OBJECTIVE: Could you rewrite the data from the line containing "# point at: foliage" through the end, swapping "smoke cloud" for "smoke plume" and leaving everything else unchanged?

GIVEN INFORMATION:
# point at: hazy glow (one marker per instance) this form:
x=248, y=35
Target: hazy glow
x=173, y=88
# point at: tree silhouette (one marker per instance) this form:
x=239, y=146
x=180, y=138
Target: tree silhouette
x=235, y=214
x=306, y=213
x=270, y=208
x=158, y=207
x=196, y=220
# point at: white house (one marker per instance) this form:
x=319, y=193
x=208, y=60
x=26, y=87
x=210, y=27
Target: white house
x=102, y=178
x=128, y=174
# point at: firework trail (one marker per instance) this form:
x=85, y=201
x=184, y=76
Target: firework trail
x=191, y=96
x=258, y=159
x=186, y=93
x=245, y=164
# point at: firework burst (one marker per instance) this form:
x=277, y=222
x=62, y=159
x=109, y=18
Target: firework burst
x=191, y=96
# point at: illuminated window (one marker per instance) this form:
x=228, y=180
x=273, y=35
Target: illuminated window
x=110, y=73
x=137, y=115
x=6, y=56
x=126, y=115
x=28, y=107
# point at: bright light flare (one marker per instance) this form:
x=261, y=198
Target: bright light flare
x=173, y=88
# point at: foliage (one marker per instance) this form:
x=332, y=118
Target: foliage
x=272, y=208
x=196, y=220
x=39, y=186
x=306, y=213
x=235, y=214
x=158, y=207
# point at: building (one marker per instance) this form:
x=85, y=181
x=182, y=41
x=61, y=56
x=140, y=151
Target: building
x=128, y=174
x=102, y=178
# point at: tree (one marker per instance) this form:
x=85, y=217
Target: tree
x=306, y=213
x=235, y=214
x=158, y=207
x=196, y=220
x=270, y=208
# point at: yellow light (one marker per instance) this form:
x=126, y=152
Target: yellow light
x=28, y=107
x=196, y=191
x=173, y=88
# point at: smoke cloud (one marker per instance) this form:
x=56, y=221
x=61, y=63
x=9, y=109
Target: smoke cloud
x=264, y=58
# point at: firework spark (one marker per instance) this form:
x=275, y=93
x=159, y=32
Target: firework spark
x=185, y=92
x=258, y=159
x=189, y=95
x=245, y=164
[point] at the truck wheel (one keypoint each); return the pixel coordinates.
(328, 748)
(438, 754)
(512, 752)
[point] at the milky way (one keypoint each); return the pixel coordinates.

IN RESPONSE:
# point at: foliage (one marker per instance) this form:
x=332, y=118
Target: foliage
x=272, y=208
x=196, y=220
x=39, y=186
x=306, y=213
x=235, y=214
x=158, y=207
# point at: building (one marker per instance) this form:
x=85, y=181
x=182, y=41
x=61, y=56
x=140, y=151
Target: building
x=128, y=174
x=102, y=178
# point at: tree (one marker per instance) this form:
x=85, y=217
Target: tree
x=306, y=213
x=235, y=214
x=158, y=207
x=196, y=220
x=270, y=208
# point at: yellow light (one marker per instance) this form:
x=126, y=152
Target: yellow light
x=28, y=107
x=196, y=191
x=173, y=88
# point at: smoke plume (one marker per instance) this form:
x=56, y=221
x=61, y=63
x=9, y=109
Target: smoke plume
x=264, y=58
# point at: firework spark (one marker per instance) this form:
x=275, y=93
x=159, y=32
Target: firework spark
x=185, y=92
x=258, y=159
x=189, y=95
x=245, y=164
[point] at the truck wheel (one keypoint each); return the pixel coordinates.
(328, 748)
(438, 754)
(512, 752)
[point] at the milky way (one keypoint each); return the pixel coordinates.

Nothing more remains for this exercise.